GOAL OF THE EXERCISE
The required output consists solely of the lines from the line containing "Expected: for every instance of the nose, the" through the end of the records, copied exactly.

AVAILABLE RECORDS
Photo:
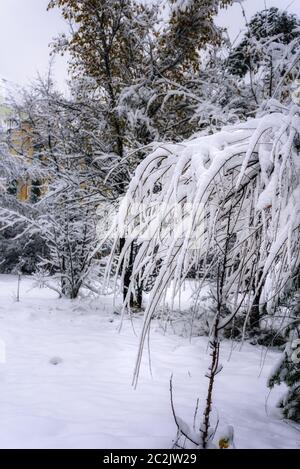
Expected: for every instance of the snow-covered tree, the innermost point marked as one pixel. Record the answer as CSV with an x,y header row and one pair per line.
x,y
65,182
268,55
287,370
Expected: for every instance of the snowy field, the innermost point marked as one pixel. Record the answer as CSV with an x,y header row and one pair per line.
x,y
65,381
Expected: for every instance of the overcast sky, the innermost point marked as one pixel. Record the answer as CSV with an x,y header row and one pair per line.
x,y
27,29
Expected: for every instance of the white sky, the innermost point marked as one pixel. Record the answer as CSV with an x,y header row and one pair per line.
x,y
26,29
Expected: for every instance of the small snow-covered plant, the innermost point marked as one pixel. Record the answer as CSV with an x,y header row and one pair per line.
x,y
227,205
287,371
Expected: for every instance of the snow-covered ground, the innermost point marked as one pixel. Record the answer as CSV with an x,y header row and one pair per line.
x,y
66,379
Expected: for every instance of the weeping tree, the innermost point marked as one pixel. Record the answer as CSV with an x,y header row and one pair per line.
x,y
227,205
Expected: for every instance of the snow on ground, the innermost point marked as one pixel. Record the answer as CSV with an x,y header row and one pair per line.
x,y
66,379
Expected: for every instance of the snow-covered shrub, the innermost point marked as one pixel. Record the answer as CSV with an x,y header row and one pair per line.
x,y
287,370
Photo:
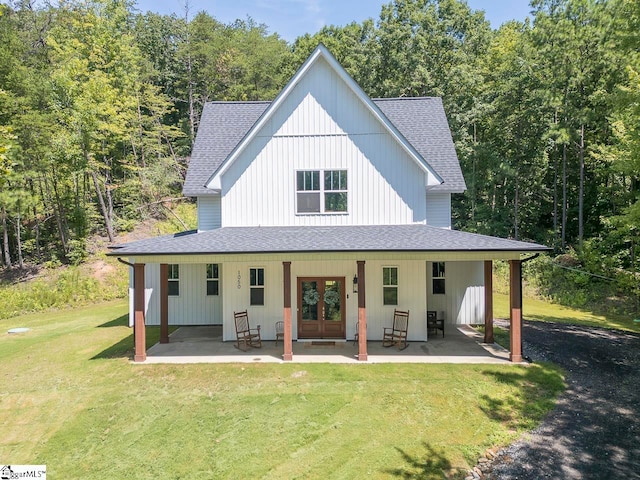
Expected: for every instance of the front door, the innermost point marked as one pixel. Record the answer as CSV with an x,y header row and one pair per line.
x,y
321,307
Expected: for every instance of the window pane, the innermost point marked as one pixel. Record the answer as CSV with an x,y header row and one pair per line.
x,y
390,295
335,180
257,296
212,287
173,271
308,202
335,202
390,276
438,269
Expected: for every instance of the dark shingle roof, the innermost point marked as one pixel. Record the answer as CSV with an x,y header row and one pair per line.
x,y
421,121
367,238
222,126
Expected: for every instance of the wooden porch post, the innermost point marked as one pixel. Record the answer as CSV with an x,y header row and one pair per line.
x,y
488,302
288,343
362,314
164,303
516,310
139,334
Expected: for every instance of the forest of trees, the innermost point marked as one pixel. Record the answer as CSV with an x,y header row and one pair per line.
x,y
99,105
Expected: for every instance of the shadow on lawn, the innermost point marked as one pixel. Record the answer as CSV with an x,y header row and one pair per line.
x,y
121,321
433,464
537,389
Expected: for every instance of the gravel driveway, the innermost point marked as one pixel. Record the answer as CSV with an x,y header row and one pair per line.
x,y
594,431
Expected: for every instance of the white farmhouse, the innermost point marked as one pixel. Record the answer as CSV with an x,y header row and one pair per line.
x,y
324,209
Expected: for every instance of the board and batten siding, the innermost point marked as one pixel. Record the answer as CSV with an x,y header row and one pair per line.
x,y
192,307
439,209
209,213
322,125
411,288
463,301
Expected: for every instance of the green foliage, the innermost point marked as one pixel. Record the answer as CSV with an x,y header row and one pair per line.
x,y
72,286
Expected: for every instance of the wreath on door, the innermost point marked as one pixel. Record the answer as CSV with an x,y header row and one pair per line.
x,y
311,296
331,297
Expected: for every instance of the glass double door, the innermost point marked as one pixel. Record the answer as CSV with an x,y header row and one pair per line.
x,y
321,307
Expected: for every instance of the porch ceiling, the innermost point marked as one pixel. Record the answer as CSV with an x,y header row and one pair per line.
x,y
307,239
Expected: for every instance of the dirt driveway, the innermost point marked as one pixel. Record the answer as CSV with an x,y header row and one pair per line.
x,y
594,431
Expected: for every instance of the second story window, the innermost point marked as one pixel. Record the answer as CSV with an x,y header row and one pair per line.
x,y
213,278
321,191
173,271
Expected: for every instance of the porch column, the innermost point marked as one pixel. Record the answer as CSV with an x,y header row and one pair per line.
x,y
139,334
515,329
288,343
164,303
362,314
488,302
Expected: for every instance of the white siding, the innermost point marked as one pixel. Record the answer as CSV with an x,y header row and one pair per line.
x,y
463,301
323,125
209,213
193,306
410,295
439,209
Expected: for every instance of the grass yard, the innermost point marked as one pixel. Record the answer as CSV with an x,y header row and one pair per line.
x,y
539,310
72,400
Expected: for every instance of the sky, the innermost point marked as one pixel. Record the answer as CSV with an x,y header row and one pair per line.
x,y
292,18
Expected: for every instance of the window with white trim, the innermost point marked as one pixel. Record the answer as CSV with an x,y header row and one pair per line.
x,y
437,278
256,286
213,279
173,276
321,191
389,285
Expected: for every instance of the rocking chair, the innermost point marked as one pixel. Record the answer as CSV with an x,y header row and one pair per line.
x,y
249,337
397,333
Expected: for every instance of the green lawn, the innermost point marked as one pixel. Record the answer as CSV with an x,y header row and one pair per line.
x,y
72,400
534,309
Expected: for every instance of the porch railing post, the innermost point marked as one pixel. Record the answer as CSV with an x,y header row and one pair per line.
x,y
288,342
139,333
515,329
488,302
362,314
164,303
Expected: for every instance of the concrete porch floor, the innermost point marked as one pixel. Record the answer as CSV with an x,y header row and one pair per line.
x,y
461,344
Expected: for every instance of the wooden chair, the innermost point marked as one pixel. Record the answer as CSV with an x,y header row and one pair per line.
x,y
249,337
434,323
397,334
279,331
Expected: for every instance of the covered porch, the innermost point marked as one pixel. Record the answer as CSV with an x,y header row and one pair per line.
x,y
463,344
362,250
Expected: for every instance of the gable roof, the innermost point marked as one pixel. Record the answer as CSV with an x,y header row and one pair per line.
x,y
421,120
360,238
222,126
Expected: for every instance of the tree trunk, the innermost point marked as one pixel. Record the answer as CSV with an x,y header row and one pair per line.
x,y
19,242
5,239
58,211
515,208
103,207
564,196
581,193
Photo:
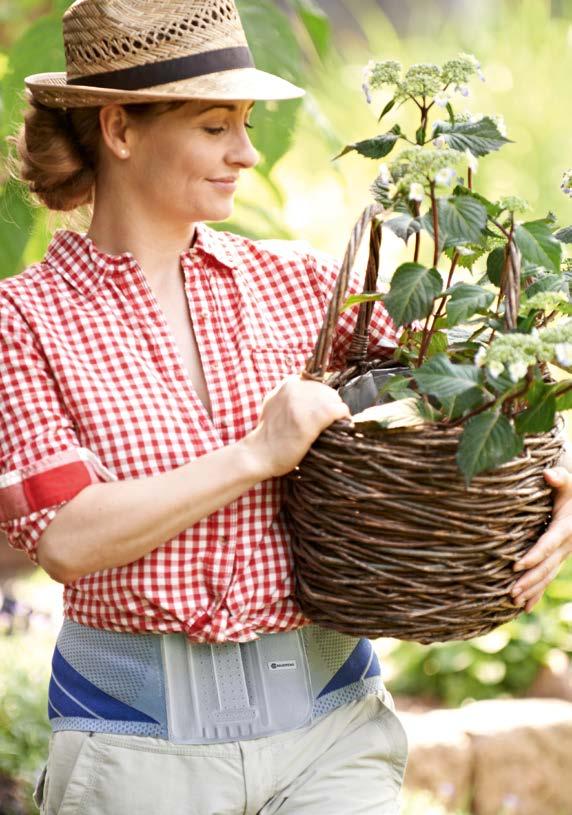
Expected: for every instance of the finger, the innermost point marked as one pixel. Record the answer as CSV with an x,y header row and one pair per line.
x,y
553,539
561,480
537,579
532,602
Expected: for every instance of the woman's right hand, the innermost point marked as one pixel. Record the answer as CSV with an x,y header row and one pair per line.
x,y
292,416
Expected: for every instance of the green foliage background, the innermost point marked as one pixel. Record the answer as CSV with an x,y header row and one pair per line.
x,y
525,47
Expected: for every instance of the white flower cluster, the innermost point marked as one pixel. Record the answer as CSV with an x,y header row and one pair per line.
x,y
461,69
566,185
422,79
415,167
515,353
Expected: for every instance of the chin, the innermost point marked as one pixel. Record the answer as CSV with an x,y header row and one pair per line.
x,y
214,214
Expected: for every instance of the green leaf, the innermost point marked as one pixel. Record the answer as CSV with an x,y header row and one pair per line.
x,y
39,49
548,282
461,220
317,24
404,226
538,245
412,292
390,105
397,387
495,265
492,208
564,402
440,377
488,440
480,137
564,235
456,406
540,415
378,147
438,344
465,300
365,297
467,258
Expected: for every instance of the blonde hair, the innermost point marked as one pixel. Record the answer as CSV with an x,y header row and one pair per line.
x,y
59,151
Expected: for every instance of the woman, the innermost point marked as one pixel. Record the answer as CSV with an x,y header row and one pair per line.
x,y
150,402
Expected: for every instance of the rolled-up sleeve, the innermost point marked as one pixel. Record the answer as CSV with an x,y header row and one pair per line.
x,y
383,335
42,463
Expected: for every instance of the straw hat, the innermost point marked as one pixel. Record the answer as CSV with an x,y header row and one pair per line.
x,y
155,51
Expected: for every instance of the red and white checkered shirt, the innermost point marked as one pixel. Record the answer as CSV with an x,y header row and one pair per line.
x,y
93,388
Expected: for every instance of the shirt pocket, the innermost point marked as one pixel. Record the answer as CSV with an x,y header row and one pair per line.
x,y
273,363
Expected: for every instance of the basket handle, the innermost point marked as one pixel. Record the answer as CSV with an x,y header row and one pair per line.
x,y
316,364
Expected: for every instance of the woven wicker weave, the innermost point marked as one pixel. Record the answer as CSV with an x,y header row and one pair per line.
x,y
387,539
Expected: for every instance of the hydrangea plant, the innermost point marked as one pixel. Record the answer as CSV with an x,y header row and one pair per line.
x,y
481,320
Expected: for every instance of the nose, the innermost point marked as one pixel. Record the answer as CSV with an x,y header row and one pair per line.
x,y
241,152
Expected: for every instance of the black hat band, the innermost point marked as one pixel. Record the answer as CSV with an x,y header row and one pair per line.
x,y
171,70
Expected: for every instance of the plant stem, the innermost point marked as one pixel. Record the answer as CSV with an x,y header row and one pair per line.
x,y
428,332
435,225
417,210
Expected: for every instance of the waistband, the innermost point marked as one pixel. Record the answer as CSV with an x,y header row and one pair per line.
x,y
164,686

PROBLEM SOLUTION
Expected: for every instance of the nose, the innermost point marked as one pixel. Record the answer as CSV with an x,y header row and one pair per line.
x,y
241,152
Expected: for every instance of the black hat band, the innermost point marked as one pixel. Record the answer as CSV with an x,y header row and one pair per line.
x,y
171,70
Expected: for every instance of the plant stem, the innermost point marked as one pixel. Record the answer as CSV with an x,y header row and one pair per line.
x,y
428,332
435,225
417,210
Expected: for every instance of the waistband, the innermost point marked as one pixel. Record the answer as CSV with an x,y header row and one pair per line.
x,y
164,686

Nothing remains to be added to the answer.